> **Brief**:
Render the lines from the one containing "Objective — one marker on every instance of the gravel" through the end of the records as a JSON list of strings, one string per line, leaving out any blank lines.

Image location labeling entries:
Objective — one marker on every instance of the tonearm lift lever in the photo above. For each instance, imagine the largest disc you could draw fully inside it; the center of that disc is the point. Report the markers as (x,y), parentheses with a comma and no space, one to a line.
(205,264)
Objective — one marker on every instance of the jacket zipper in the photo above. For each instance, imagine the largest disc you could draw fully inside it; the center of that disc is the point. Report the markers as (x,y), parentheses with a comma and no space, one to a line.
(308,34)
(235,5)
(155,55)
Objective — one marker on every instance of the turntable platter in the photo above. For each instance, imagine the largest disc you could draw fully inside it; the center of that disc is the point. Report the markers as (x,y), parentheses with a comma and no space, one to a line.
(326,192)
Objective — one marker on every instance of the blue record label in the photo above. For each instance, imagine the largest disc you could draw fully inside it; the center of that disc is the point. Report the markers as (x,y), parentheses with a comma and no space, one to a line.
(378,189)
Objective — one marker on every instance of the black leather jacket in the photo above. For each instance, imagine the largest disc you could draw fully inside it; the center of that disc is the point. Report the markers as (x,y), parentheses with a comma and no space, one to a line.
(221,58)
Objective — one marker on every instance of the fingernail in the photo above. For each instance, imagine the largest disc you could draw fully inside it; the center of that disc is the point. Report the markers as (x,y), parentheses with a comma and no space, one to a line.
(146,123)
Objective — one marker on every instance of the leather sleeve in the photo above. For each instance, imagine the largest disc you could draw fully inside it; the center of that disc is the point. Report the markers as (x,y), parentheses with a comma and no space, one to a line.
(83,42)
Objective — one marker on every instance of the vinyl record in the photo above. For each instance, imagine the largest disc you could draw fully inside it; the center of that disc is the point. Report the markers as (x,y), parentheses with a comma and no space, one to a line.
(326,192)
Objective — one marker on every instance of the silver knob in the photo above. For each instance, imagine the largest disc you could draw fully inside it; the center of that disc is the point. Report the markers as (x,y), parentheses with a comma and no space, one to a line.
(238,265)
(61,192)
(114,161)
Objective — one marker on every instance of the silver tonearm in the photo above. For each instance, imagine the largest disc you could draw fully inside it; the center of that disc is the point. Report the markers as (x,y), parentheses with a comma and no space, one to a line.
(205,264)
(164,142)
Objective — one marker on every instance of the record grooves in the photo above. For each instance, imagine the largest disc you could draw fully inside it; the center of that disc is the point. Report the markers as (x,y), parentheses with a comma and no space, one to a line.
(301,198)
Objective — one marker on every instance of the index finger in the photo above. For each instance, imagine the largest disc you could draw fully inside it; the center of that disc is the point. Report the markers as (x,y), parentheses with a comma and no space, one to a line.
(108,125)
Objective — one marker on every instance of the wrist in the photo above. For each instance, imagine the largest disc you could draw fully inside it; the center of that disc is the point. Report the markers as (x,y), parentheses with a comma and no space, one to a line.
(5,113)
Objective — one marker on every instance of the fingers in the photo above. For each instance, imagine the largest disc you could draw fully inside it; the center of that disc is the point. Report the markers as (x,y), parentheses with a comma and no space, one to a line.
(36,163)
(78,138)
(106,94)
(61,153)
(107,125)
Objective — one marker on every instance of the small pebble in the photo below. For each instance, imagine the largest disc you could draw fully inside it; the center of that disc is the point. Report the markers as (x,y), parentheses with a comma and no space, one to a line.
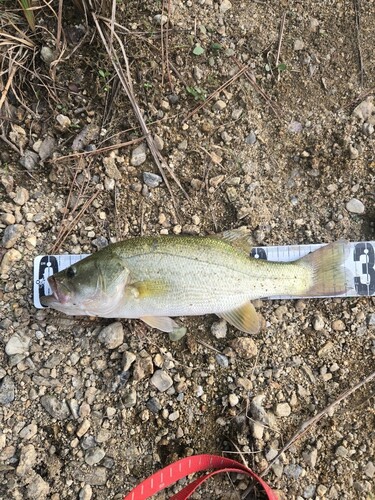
(94,455)
(245,347)
(323,351)
(128,359)
(17,344)
(57,409)
(47,55)
(112,336)
(138,156)
(233,399)
(11,235)
(29,160)
(27,460)
(85,493)
(309,491)
(63,121)
(154,405)
(310,457)
(37,488)
(6,390)
(251,138)
(318,323)
(283,410)
(341,451)
(152,180)
(293,471)
(161,380)
(369,470)
(353,153)
(222,360)
(177,334)
(219,329)
(225,5)
(355,206)
(47,147)
(219,105)
(298,45)
(28,432)
(22,196)
(338,325)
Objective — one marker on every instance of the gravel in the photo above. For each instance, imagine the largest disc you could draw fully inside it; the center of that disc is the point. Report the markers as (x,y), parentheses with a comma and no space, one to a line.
(161,380)
(138,156)
(104,409)
(112,336)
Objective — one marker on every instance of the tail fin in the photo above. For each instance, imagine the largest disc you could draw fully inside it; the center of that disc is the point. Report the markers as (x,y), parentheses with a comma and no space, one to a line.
(329,276)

> **Written answer**:
[
  "Objective — one marker on every instance of the gravel in the photo above. For each instance, imagine the largest disc you could draw fully inside it; the center of that disc is the point. Report the markers as (x,y), parentheses with a comma and no space, one to a line.",
  "(161,380)",
  "(138,156)",
  "(104,409)",
  "(112,336)",
  "Objective — one marker on every instance of the tail fin in the photo above. For each instance, imagine the largest disc you could draw fully inside it; the center of that disc is the point. Report the markers as (x,y), parentheses with a comma and no space, one to a line.",
  "(329,276)"
]